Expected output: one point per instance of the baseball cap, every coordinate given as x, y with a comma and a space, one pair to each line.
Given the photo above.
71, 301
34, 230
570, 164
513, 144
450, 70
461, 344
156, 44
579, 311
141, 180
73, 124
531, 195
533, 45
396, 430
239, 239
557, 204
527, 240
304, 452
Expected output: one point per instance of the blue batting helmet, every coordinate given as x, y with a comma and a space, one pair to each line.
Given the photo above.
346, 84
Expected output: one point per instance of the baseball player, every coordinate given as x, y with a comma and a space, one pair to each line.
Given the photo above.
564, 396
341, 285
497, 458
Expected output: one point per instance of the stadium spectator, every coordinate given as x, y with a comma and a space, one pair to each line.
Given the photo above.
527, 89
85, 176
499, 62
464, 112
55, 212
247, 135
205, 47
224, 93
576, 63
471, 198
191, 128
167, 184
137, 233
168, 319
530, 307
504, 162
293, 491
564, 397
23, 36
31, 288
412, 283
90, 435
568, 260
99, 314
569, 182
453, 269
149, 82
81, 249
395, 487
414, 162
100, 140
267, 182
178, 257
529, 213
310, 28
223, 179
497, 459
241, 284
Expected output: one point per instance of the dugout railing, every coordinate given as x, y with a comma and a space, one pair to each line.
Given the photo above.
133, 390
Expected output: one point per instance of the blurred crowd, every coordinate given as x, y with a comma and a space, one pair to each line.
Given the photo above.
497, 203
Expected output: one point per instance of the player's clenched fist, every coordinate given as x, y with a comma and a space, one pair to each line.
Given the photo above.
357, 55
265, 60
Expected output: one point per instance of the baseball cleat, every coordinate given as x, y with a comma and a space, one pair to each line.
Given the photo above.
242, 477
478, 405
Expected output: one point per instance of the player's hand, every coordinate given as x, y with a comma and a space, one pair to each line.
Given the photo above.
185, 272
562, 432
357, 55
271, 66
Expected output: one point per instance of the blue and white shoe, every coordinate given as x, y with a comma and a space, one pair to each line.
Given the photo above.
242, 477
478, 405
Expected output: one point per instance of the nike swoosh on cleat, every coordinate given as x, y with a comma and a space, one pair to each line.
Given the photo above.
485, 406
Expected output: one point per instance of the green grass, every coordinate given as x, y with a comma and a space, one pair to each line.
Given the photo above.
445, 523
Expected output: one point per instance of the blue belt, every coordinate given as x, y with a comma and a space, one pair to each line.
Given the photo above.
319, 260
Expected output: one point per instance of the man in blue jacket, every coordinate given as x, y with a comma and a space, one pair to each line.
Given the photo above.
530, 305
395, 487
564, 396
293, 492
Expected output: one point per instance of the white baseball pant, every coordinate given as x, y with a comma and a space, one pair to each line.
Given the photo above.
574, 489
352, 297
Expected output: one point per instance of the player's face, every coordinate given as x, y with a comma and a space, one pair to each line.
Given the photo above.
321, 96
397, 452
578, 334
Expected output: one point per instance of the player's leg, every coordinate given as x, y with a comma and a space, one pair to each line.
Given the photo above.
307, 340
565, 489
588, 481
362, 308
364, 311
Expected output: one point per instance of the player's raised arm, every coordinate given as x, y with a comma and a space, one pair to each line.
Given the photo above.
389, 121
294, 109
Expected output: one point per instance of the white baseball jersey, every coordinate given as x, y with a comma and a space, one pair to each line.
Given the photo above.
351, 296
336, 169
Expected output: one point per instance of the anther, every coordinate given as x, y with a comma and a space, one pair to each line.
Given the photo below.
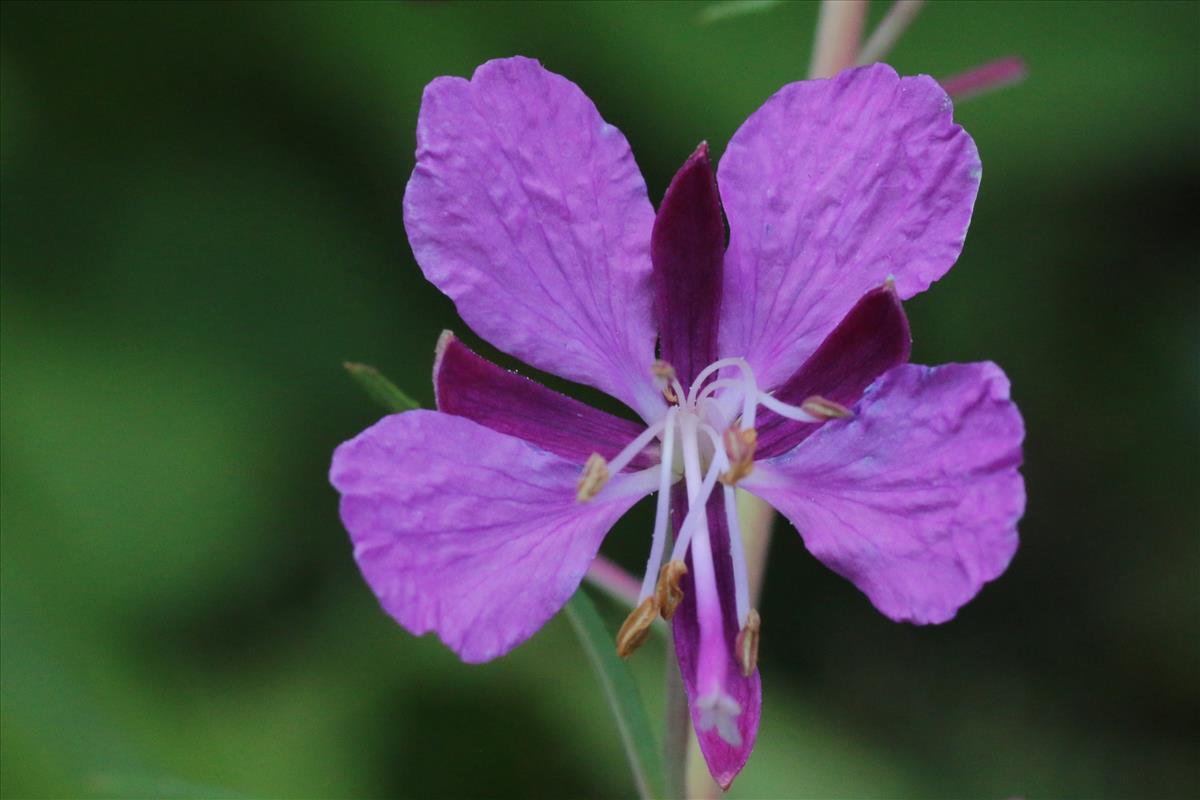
636, 627
664, 377
826, 409
747, 644
739, 446
667, 593
595, 475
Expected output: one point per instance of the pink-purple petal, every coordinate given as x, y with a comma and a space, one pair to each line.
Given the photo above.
469, 533
831, 187
688, 248
469, 385
527, 209
725, 761
916, 499
873, 338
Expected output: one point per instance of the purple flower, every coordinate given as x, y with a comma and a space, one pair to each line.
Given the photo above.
781, 368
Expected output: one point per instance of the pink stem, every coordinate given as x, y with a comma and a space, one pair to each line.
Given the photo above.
987, 77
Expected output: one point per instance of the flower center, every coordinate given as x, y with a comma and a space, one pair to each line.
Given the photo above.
708, 438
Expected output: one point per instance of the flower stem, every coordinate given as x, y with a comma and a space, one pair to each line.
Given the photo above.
893, 25
756, 518
839, 31
677, 729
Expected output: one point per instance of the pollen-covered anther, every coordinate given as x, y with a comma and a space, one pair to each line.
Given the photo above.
667, 593
636, 629
595, 475
665, 378
826, 409
739, 446
747, 644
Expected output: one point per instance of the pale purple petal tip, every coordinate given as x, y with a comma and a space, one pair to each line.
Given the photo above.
469, 533
829, 188
873, 338
987, 77
917, 498
527, 209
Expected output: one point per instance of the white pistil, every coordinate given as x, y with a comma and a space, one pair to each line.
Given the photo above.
749, 395
737, 553
696, 515
635, 446
661, 510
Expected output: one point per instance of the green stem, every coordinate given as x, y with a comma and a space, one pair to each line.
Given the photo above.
677, 728
636, 734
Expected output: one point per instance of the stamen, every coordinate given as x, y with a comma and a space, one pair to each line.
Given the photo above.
696, 510
597, 471
636, 446
724, 383
663, 506
667, 594
826, 409
739, 446
595, 475
747, 644
664, 376
636, 627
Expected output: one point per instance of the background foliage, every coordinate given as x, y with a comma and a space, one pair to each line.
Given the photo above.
201, 221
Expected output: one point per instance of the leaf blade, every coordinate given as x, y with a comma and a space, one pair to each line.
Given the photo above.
379, 389
637, 737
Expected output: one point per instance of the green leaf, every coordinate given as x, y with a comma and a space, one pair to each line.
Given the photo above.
381, 390
636, 734
730, 8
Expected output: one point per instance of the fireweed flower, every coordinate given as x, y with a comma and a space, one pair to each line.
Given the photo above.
781, 368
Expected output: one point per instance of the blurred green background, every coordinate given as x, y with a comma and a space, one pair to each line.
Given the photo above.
201, 221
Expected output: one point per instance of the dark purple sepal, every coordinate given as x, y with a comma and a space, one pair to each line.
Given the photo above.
871, 338
724, 759
688, 252
469, 385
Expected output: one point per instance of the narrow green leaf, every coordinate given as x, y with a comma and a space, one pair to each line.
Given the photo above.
636, 734
730, 8
381, 390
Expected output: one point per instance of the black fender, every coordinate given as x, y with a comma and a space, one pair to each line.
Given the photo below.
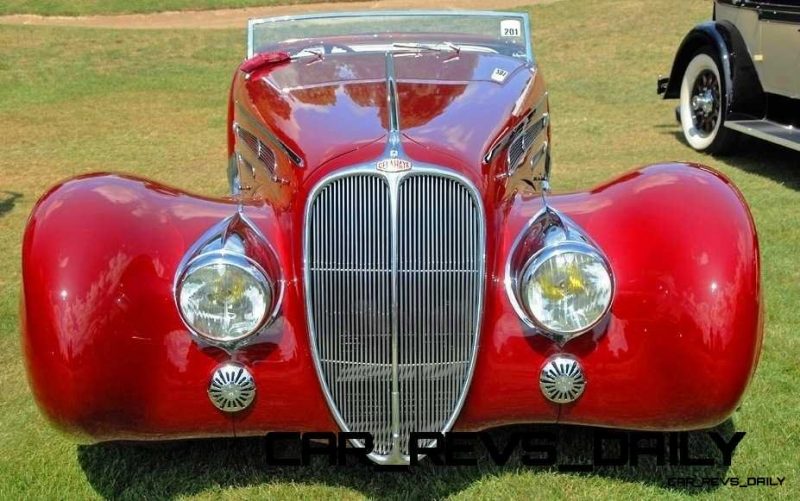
744, 95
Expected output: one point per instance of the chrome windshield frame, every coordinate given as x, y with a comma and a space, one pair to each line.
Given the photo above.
522, 16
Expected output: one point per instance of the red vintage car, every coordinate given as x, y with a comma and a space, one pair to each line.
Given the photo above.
390, 260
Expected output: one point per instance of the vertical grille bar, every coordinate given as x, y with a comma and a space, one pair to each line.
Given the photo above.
429, 241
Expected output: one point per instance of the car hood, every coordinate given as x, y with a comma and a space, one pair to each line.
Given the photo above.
324, 107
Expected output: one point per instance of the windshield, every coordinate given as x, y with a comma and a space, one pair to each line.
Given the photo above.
501, 32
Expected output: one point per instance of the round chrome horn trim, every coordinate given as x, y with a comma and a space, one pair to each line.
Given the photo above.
562, 380
232, 388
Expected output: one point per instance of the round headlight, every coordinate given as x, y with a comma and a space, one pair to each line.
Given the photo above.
567, 288
224, 297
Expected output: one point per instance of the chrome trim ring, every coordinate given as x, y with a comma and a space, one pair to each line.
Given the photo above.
562, 380
232, 388
243, 263
549, 252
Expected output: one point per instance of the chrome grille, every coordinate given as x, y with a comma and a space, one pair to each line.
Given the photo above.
440, 274
436, 264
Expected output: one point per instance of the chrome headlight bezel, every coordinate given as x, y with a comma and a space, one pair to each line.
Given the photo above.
550, 252
242, 263
546, 235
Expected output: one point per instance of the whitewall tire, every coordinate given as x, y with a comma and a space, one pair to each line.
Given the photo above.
702, 105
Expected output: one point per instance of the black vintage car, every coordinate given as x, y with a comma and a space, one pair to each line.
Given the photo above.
740, 73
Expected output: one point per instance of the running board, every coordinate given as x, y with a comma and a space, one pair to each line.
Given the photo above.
784, 135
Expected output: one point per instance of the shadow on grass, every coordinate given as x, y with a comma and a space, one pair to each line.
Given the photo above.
7, 201
168, 470
761, 158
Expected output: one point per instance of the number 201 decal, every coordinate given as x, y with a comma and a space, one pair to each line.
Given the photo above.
510, 28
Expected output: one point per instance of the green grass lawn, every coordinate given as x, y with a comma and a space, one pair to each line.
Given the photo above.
154, 103
90, 7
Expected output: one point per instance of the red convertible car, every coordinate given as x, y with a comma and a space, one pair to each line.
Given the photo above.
390, 260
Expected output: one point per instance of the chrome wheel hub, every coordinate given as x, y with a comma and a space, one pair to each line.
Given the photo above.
705, 102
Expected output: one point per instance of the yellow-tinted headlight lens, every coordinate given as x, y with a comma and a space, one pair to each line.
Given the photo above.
224, 299
567, 291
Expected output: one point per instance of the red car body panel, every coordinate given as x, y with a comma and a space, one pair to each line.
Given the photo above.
109, 357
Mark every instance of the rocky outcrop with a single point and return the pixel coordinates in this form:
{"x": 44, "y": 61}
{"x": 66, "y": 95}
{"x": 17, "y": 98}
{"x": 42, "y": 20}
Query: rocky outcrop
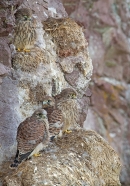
{"x": 79, "y": 158}
{"x": 25, "y": 78}
{"x": 106, "y": 27}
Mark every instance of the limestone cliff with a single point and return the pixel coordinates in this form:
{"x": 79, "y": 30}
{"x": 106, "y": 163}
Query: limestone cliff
{"x": 82, "y": 158}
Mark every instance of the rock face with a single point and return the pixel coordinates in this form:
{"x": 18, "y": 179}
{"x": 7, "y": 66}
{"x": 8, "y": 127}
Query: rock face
{"x": 26, "y": 77}
{"x": 80, "y": 158}
{"x": 105, "y": 26}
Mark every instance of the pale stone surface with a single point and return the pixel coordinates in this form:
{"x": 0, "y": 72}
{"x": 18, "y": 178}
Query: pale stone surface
{"x": 80, "y": 158}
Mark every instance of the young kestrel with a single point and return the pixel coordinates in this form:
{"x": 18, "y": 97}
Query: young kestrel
{"x": 25, "y": 33}
{"x": 67, "y": 103}
{"x": 32, "y": 136}
{"x": 55, "y": 117}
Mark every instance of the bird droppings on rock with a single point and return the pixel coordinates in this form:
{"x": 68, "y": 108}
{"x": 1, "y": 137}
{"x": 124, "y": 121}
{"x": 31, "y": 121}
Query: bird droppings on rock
{"x": 79, "y": 158}
{"x": 67, "y": 35}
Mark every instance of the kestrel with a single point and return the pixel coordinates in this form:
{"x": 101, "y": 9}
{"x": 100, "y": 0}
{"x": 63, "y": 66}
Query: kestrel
{"x": 67, "y": 103}
{"x": 32, "y": 136}
{"x": 25, "y": 34}
{"x": 55, "y": 117}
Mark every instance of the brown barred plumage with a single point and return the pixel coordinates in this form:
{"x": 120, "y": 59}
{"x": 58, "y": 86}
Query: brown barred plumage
{"x": 32, "y": 136}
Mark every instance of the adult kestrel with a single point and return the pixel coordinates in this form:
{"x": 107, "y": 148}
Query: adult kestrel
{"x": 55, "y": 117}
{"x": 25, "y": 34}
{"x": 67, "y": 103}
{"x": 32, "y": 136}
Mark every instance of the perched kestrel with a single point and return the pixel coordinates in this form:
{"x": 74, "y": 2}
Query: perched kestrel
{"x": 54, "y": 117}
{"x": 67, "y": 103}
{"x": 32, "y": 136}
{"x": 25, "y": 33}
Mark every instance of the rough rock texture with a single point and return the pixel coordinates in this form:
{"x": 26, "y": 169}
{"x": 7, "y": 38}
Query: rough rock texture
{"x": 106, "y": 27}
{"x": 80, "y": 158}
{"x": 26, "y": 77}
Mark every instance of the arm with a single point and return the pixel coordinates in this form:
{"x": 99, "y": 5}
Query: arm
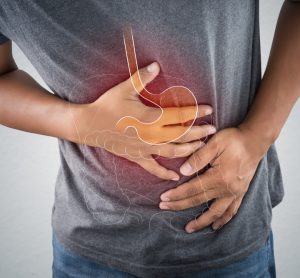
--
*Written problem*: Please report every line in the listing above that contains the word "green", each copied in full.

*Result of the exercise*:
Expected output: one point per instance of the green grass, every coordinate given as x, y with a comma and a space, one pair to each line.
Expected output: one point per instance of the green stem, every coordinate given as x, y with a comma and a space, one pair to each line.
Expected output: one point per instance of the green leaf, every coordinate given as x, y with a comma and a space, one pair to each line.
Expected output: one point per instance of the blurred green background, every coordinate given as x, y with a comma and a space, one pair to each line.
Expected output: one point per instance of the narrow green leaf, every coordinate given as x, y with a comma and a space, one pair to each line.
Expected output: one point per instance of the green grass lawn, every coordinate given as x, y with a comma and a space, one pair to each line.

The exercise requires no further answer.